** START OF MATERIAL SUPPLIED **

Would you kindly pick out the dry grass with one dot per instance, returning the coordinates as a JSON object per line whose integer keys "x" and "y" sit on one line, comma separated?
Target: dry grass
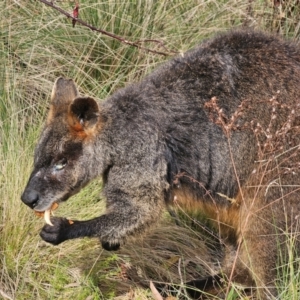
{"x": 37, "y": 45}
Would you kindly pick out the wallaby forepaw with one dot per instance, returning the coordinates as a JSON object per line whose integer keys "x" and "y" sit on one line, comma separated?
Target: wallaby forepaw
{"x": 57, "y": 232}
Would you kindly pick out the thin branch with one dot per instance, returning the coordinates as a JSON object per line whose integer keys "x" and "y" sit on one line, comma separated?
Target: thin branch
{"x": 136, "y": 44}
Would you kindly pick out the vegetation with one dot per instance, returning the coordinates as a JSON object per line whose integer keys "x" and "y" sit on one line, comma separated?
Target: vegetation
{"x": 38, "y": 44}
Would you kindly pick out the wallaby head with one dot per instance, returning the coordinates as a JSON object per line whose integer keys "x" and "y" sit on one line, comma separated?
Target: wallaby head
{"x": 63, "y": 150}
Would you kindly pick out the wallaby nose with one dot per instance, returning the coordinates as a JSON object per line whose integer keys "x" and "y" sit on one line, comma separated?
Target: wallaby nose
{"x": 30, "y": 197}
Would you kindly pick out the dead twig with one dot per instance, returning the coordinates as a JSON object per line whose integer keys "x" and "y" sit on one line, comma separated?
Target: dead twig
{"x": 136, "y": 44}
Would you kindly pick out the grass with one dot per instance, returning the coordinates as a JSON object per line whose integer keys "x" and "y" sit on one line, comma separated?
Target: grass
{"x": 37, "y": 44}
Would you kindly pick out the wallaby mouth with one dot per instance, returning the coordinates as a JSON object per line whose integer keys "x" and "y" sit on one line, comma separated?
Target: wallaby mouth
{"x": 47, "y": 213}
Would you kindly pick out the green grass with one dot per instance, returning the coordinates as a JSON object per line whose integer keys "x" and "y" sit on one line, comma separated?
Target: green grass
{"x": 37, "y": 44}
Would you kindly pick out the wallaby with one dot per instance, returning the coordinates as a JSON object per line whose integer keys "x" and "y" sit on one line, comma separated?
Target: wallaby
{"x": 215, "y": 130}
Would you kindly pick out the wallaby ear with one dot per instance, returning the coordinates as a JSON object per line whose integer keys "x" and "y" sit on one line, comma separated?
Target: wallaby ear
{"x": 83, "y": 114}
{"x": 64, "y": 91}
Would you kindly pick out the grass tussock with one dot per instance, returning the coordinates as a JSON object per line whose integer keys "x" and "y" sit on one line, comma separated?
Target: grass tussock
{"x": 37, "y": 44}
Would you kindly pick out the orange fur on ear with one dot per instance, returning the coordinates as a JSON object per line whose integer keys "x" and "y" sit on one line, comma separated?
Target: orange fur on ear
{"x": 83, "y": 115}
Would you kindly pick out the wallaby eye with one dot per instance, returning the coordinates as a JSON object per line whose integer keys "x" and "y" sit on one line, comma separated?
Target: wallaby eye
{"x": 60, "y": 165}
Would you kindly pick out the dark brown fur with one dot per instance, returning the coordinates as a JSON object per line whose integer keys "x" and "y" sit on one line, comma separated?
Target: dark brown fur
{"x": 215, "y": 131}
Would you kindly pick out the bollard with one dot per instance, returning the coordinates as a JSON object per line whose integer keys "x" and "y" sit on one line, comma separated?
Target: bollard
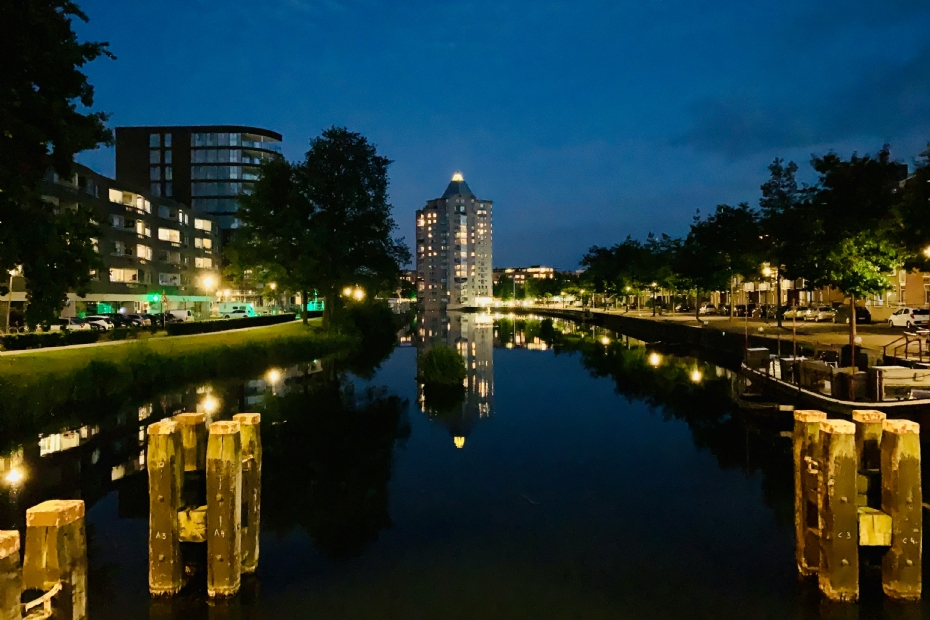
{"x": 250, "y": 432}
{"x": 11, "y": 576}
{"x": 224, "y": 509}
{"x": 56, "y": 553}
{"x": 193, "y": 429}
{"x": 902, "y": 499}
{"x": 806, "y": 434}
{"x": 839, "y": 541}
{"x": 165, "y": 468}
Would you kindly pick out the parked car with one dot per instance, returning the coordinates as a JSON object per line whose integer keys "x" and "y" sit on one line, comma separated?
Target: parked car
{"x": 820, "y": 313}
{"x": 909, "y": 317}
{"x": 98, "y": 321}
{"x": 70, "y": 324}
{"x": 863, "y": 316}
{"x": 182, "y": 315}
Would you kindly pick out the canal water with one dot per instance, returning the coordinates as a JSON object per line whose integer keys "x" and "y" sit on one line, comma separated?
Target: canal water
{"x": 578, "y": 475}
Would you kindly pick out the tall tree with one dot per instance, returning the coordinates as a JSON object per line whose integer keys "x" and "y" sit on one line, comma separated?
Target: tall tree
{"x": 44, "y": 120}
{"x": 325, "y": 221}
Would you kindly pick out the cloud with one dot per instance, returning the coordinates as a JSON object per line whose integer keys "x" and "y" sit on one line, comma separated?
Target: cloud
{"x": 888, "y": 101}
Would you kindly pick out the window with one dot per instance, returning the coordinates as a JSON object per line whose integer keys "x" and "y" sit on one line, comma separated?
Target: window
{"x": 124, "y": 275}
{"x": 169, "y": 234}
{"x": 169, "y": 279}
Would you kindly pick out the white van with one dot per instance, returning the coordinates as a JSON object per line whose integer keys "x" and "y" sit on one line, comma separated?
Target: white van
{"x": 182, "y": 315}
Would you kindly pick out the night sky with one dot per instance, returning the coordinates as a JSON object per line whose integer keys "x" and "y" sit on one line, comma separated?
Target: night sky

** END OF MATERIAL SUPPLIED **

** GIVEN PROBLEM **
Copy out exactly the lines between the line with "Would you kindly pick out the window" and the last line of the entries, counting both of those lines.

** OUTPUT FOR THIS EXERCISE **
Would you kindly pick out the window with one dot per instance, returning the coordinates as a JSON object per line whose integer keys "x" and "y" sit on one line, comma separated?
Target: window
{"x": 124, "y": 275}
{"x": 169, "y": 234}
{"x": 169, "y": 279}
Would you kindly pick out the white van with one dot per instance, returning the coordinates as a JSON object per line whose integer keys "x" and "y" sit on one line, comma separated?
Target: white van
{"x": 182, "y": 315}
Would you kindly pick out the night sky with one dot per instance, returning the coordinates as a JSON object per line whose integer keys "x" and "y" sit on one line, comma separated?
Target: night sky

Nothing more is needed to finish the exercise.